### [Extract]
▬▬▬▬▬▬▬▬▬▬

Hacker Newsnew | past | comments | ask | show | jobs | submitlogin

Marginalia does not generally appear over the text on which it comments, because that would make both the text and the marginalia difficult to read. (Just look at the word - it's text that appears in the margins.)

So for practically all purposes, treating each note as an image which should be rendered to the side of a particular part of the dynamically-flowed text will solve the problem. This isn't that hard to do.

If someone is underlining parts of the text itself, that isn't independent of the flow of the text, and so it's harder to reflow. But I'm taking "notes" to mean commentary.



> But I'm taking "notes" to mean commentary.

In the context of the reMarkable / this conversation, “notes” means whatever the user draws on the device with the stylus: underlining or circling or crossing-out words or drawing lines between them, drawing pictures or hand-writing in the margin or between lines or on the words, etc: whatever you would or could do with a physical book and a pen/pencil.

(A primary design goal of the reMarkable tablet is to be as similar to paper as possible, so (if I understood your suggestion correctly) telling users that their "notes" will be treated as images to be re-rendered to the side of the text, instead of where they put it—anywhere—would break the similarity, and apply only to a small subset of possible "notes", namely "commentary", as you said.)

▬▬▬▬▬▬▬▬▬▬

### [Task set]
a – Answer these questions from the thread about notes on the reMarkable tablet:
(i) According to the first comment, why does marginalia generally not appear over the text it comments on?
(ii) What does the first commenter take "notes" to mean?
(iii) What is a primary design goal of the reMarkable tablet?
b – Extend the thread about notes on the reMarkable tablet with a further reply that follows its last comment.

### [Raw data]
▬▬▬▬▬▬▬▬▬▬

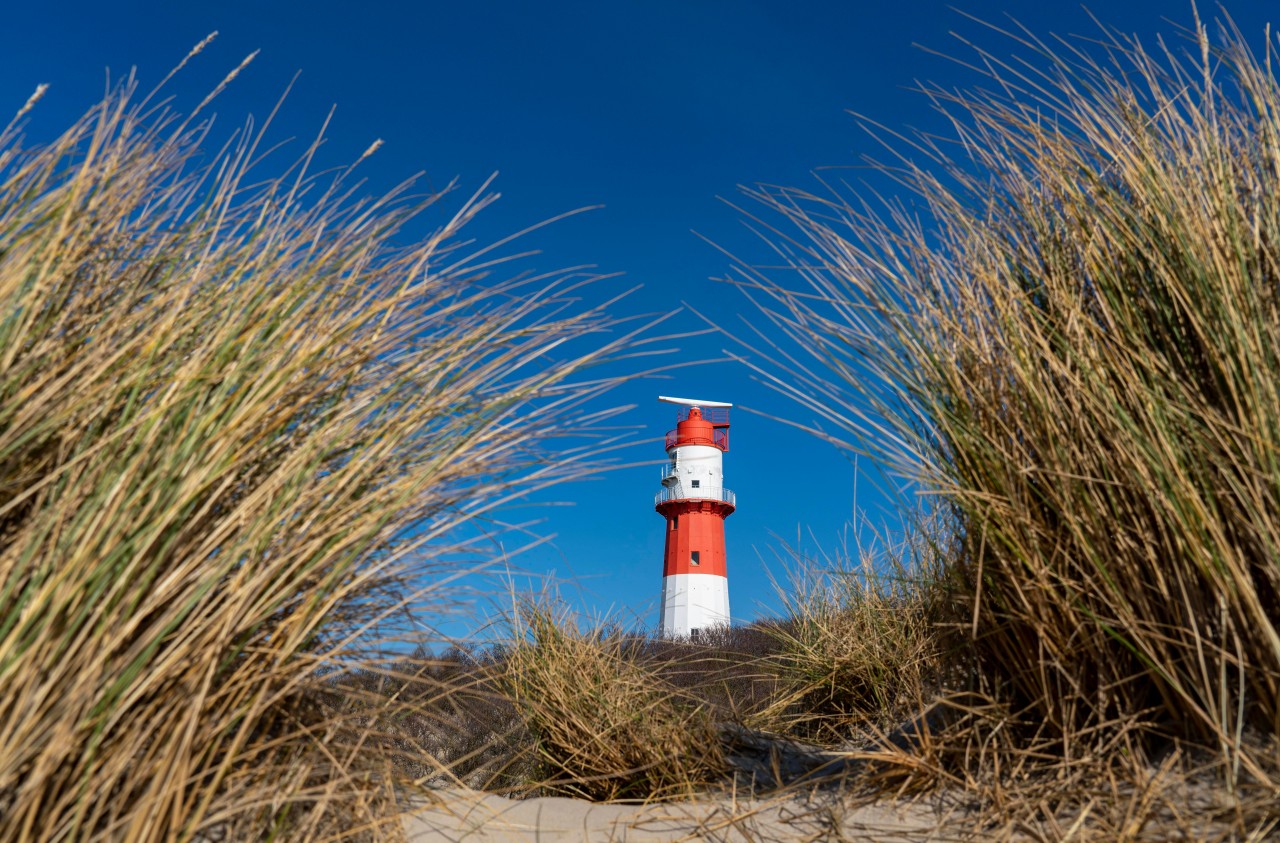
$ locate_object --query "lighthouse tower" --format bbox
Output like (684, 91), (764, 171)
(654, 395), (735, 636)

▬▬▬▬▬▬▬▬▬▬

### [Solved tasks]
a –
(i) Because that would make both the text and the marginalia difficult to read.
(ii) Commentary.
(iii) To be as similar to paper as possible.

b –
It's a small subset of possible notes, but it's a very large subset of notes that are likely to come into existence.


I guess the affordances of the device influence what notes/annotations are likely to come into existence. On the Kindle, where IIRC input is through a keyboard (apart from highlighting), textual notes would be more common. On printed books and on the reMarkable (I'm even more "trigger-happy" on a reMarkable than on paper, probably because of undo and perfect erasing), annotation tends to be more free-form and varied, with more marks, scribbles, arrows etc, and a bit less text. Some of these annotations could also be understood and associated with corresponding text in principle, but it's not trivial. (Some examples of annotations from printed books: https://entropymag.org/writers-their-margin-notes/ )


I don't think so. The entire point of remarkable is to interact with the text. That is also How I have seen people use them at Uni. It's more like 99% of notes are tightly coupled to the text.


> The entire point of remarkable is to interact with the text.

You might be surprised. I just ordered one, and for me the point is to read scanned PDFs of large books.


I don't see why you would buy a reMarkable for that. There are e-readers that can do that that are both much cheaper and more fully featured.


> So for practically all purposes, treating each note as an image which should be rendered to the side of a particular part of the dynamically-flowed text will solve the problem.

I don't think this is true. Even without underlines, which are common in notes, people place their notes based on a combination of the layout of the page and their personal preferences. I don't think it's possible to know, given one layout and note placement, how to place the note in a new layout.

It is also worth saying that many historic uses of marginalia (for example, commentary on the Tanakh) are also associated with particular parts of the text and could not be laid out as you are describing without losing intended meaning.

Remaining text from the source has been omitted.